*PARTS OF THE EXERCISE*.
- a) According to the passage about the abortion clinic bill, on what date did Karna Maya Mongar die?
- b) In the passage about the abortion clinic bill, rewrite the text from "The State seems" up to and including "committed against them.", swapping "regular inspections" for "monthly inspections".

*PASSAGE*.
=======
The proposed Bill goes too far and does more harm than good. The Senate’s Bill would require abortion clinics to be licensed as “ambulatory surgical facilities”, a designation that would hold abortion clinics to the same standards as those that perform by facilities that offer varied, complex outpatient surgeries. In plain language, the ambulatory surgical facility designation would require abortion clinics to have the same fire and safety standards, equipment and staffing as larger, better funded facilities that offer a range of medical treatments ranging from basic to specialized, complicated procedures. Clinics that could not meet this high standard would be forced to close. This would leave women who want and need reproductive services (these clinics typically offer many other reproductive services, such as examinations and birth control counseling) with no where to go.

This Bill is clearly the State’s reaction to the tragedies committed by Philadelphia abortion doctor, Dr. Kermit Gosnell, the West Philadelphia former abortion doctor indicted earlier this year for the murder of one of his patients, Karna Maya Mongar, and at least seven babies. Ms. Mongar died on November 20, 2009 after undergoing an abortion at Dr. Gosnell’s clinic, Women’s Medical Society. However, the Bill won’t prevent another Gosnell tragedy, by forcing clinics to close it will further victimize the “typical” Gosnell victim – low-income women, facing a difficult choice and looking for options.

The State seems to be hoping that the public will forget that there are already regulations and measures in place to serve their reported purpose of preventing such tragedies – regulations that they failed to enforce. Creating new and unattainable standards is not the answer to preventing women from falling prey to someone like Kermit Gosnell. Instead the State should focus on enforcing the current standards through the Department of Health with regular inspections and violation reporting.

Women should not pay the price for crimes committed against them.
=======
*EXTRACTED INFORMATION*.
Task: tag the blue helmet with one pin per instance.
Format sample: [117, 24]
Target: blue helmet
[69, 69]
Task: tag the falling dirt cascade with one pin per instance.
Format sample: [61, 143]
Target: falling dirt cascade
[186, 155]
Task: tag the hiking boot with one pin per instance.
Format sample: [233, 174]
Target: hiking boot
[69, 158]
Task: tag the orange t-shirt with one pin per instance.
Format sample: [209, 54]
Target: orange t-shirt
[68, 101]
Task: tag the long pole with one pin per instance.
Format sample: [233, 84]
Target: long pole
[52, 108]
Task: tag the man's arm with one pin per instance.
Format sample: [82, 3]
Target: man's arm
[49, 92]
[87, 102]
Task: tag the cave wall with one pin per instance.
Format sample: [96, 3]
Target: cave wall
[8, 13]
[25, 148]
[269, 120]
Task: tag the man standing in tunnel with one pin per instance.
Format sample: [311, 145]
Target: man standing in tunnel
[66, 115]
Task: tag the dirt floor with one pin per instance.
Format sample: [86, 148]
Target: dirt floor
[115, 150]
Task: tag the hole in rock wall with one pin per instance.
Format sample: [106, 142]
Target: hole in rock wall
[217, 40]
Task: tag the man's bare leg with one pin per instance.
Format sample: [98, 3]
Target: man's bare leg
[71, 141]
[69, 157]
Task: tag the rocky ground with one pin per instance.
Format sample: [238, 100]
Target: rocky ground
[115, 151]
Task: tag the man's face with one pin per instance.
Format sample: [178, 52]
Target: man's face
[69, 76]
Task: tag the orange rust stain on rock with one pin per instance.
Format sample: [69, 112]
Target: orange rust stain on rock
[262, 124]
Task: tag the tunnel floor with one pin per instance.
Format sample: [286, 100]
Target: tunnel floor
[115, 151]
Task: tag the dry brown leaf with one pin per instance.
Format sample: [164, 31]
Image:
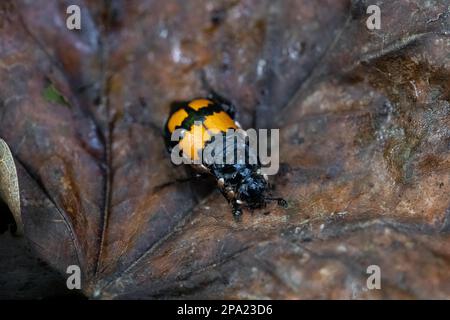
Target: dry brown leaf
[364, 121]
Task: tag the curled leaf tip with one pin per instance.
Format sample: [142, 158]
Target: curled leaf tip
[9, 184]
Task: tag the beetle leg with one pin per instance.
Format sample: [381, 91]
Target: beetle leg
[237, 211]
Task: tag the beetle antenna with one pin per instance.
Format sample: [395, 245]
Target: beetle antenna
[281, 202]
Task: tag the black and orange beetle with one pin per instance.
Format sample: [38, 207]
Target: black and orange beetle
[242, 184]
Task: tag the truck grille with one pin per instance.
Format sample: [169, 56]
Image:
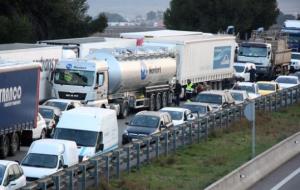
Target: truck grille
[72, 96]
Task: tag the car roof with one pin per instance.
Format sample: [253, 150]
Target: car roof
[7, 162]
[179, 109]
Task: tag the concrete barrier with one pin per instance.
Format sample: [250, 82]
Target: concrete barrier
[257, 168]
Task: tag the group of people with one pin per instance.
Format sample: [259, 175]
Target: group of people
[190, 90]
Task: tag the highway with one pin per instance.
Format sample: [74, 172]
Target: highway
[121, 123]
[286, 177]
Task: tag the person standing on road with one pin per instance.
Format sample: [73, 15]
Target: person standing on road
[177, 92]
[252, 72]
[189, 89]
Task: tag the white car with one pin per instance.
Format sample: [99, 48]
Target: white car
[11, 175]
[295, 61]
[63, 104]
[249, 87]
[287, 81]
[179, 115]
[37, 132]
[240, 96]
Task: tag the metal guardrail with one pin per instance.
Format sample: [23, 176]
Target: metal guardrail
[132, 156]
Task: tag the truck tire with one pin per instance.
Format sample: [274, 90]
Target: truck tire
[124, 110]
[152, 102]
[14, 144]
[158, 102]
[4, 146]
[164, 100]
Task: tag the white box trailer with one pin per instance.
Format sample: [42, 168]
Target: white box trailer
[80, 47]
[47, 56]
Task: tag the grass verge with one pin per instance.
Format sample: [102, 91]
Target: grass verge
[199, 165]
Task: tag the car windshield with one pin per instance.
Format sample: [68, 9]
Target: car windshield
[196, 108]
[265, 86]
[46, 113]
[60, 105]
[209, 98]
[175, 115]
[239, 69]
[74, 77]
[253, 51]
[295, 56]
[81, 137]
[40, 160]
[145, 121]
[237, 96]
[249, 89]
[286, 80]
[2, 171]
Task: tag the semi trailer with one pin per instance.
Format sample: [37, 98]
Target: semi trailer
[122, 79]
[19, 93]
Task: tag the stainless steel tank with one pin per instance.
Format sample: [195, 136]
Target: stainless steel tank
[131, 74]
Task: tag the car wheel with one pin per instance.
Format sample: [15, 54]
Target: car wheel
[14, 145]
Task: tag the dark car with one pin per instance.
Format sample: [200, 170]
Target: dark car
[146, 123]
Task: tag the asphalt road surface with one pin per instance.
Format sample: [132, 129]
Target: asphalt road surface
[286, 177]
[121, 123]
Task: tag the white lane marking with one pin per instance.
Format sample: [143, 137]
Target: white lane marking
[287, 179]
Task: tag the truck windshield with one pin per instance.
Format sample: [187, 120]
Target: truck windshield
[209, 98]
[74, 77]
[40, 160]
[145, 121]
[81, 137]
[239, 69]
[2, 171]
[249, 51]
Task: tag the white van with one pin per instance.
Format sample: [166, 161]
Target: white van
[241, 71]
[95, 130]
[48, 156]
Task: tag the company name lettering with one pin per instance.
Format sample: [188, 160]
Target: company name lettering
[47, 64]
[11, 96]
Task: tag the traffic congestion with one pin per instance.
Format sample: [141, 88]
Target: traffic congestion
[72, 112]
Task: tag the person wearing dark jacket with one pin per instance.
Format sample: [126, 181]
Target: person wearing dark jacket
[177, 92]
[252, 72]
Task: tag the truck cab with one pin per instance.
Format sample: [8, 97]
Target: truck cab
[48, 156]
[95, 130]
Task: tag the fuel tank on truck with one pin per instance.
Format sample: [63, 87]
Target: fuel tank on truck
[133, 73]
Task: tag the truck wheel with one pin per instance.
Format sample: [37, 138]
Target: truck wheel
[14, 144]
[152, 102]
[4, 148]
[124, 109]
[158, 102]
[164, 100]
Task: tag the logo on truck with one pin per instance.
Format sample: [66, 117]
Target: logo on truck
[11, 96]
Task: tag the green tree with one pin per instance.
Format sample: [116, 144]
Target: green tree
[215, 15]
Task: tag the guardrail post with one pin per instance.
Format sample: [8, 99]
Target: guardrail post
[56, 180]
[83, 176]
[96, 172]
[174, 139]
[107, 172]
[70, 182]
[128, 158]
[138, 148]
[156, 146]
[166, 137]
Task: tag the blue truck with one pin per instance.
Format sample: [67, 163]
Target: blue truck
[19, 97]
[292, 29]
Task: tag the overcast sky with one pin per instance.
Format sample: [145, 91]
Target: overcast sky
[131, 8]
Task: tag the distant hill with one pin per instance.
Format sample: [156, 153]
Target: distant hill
[127, 8]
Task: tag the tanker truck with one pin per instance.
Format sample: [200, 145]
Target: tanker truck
[121, 80]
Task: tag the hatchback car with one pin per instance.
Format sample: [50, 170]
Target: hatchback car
[11, 175]
[146, 123]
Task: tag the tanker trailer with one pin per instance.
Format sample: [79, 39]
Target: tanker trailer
[120, 81]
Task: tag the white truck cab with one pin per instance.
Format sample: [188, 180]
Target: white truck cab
[48, 156]
[95, 130]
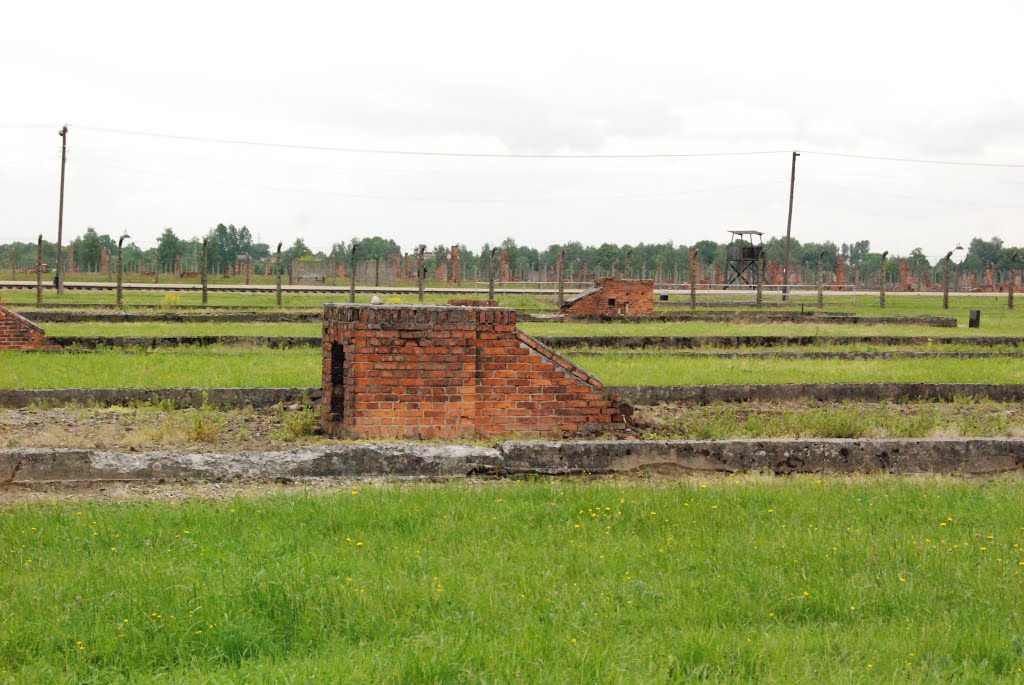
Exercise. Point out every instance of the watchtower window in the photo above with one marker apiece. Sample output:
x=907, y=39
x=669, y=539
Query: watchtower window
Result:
x=337, y=379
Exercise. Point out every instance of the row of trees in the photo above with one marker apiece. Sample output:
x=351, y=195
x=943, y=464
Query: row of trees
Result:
x=225, y=243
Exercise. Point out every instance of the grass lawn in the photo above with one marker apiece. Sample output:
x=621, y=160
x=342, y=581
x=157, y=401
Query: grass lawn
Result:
x=737, y=580
x=26, y=298
x=213, y=367
x=657, y=369
x=262, y=367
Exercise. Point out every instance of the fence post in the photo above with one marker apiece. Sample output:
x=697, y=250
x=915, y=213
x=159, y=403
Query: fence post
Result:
x=491, y=275
x=420, y=268
x=1013, y=279
x=279, y=273
x=761, y=281
x=121, y=268
x=560, y=266
x=882, y=282
x=821, y=286
x=202, y=271
x=693, y=277
x=351, y=287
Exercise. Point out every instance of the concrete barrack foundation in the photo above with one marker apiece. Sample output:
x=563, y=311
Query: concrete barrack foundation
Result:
x=963, y=457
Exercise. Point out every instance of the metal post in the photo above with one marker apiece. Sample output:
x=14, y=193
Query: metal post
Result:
x=279, y=273
x=821, y=286
x=202, y=270
x=560, y=267
x=491, y=275
x=351, y=287
x=64, y=161
x=420, y=268
x=1013, y=277
x=121, y=269
x=882, y=282
x=693, y=277
x=788, y=227
x=39, y=272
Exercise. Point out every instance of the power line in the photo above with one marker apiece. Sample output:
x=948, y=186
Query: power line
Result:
x=909, y=160
x=410, y=153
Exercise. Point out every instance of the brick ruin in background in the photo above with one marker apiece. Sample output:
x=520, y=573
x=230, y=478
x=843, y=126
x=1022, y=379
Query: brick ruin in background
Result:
x=431, y=372
x=310, y=270
x=613, y=297
x=17, y=333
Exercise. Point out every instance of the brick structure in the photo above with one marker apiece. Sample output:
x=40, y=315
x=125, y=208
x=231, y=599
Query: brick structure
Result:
x=613, y=297
x=429, y=372
x=17, y=333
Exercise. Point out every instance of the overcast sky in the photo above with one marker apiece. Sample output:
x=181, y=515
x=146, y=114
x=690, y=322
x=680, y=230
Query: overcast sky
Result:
x=933, y=80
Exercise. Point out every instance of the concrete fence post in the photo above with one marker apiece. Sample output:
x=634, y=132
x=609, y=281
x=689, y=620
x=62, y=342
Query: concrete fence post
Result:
x=351, y=287
x=279, y=273
x=761, y=281
x=945, y=281
x=420, y=269
x=560, y=267
x=491, y=274
x=202, y=270
x=121, y=272
x=882, y=281
x=1013, y=282
x=821, y=283
x=693, y=277
x=39, y=271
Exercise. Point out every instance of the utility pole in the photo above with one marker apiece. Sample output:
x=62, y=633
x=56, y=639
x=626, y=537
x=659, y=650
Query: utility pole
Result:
x=39, y=272
x=64, y=161
x=788, y=229
x=279, y=273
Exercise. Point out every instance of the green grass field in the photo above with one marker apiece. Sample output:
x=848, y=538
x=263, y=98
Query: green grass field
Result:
x=213, y=367
x=261, y=367
x=654, y=369
x=312, y=301
x=738, y=580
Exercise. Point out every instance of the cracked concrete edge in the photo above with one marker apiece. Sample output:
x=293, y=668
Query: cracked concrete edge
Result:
x=950, y=456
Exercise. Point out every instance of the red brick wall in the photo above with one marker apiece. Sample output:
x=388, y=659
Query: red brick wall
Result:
x=426, y=372
x=613, y=297
x=16, y=332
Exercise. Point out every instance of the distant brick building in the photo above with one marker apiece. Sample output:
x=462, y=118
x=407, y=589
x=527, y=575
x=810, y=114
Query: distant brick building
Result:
x=431, y=372
x=613, y=297
x=17, y=333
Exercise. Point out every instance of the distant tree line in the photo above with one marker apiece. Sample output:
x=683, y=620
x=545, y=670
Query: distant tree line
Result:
x=665, y=261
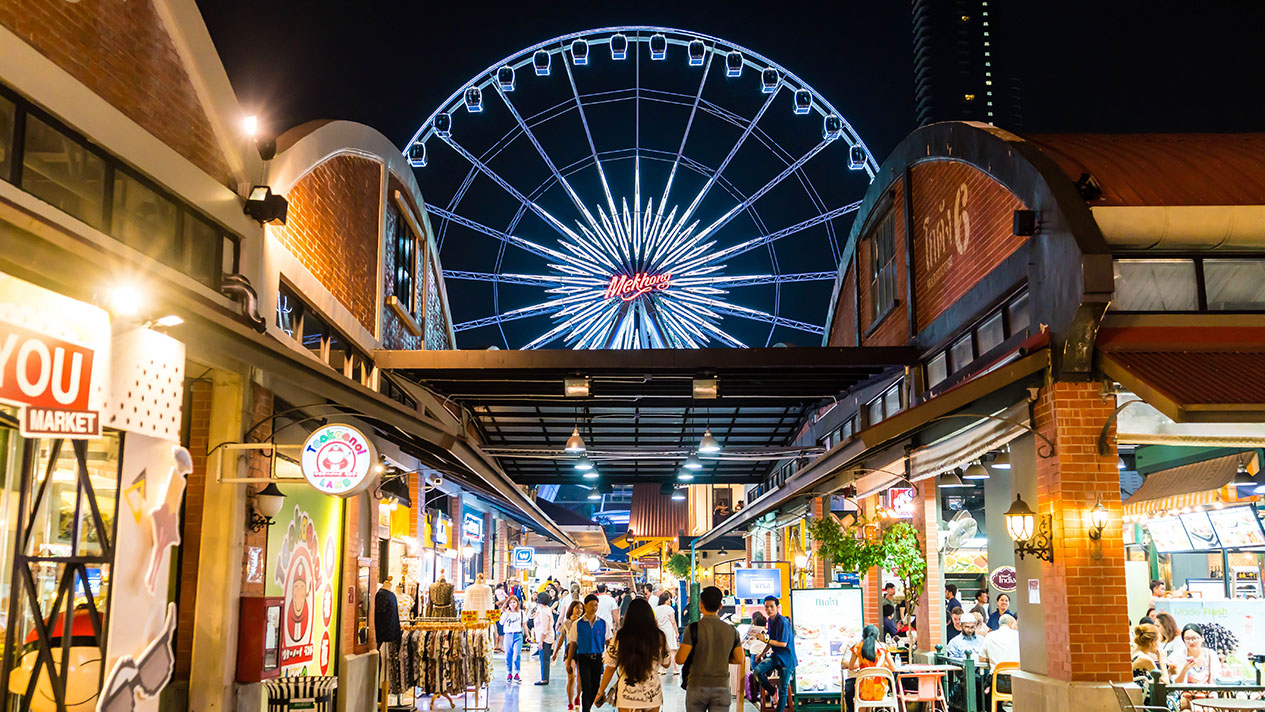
=======
*OUTPUTS BY TASK*.
- a) November 20, 2009

- b)
The State seems to be hoping that the public will forget that there are already regulations and measures in place to serve their reported purpose of preventing such tragedies – regulations that they failed to enforce. Creating new and unattainable standards is not the answer to preventing women from falling prey to someone like Kermit Gosnell. Instead the State should focus on enforcing the current standards through the Department of Health with monthly inspections and violation reporting.

Women should not pay the price for crimes committed against them.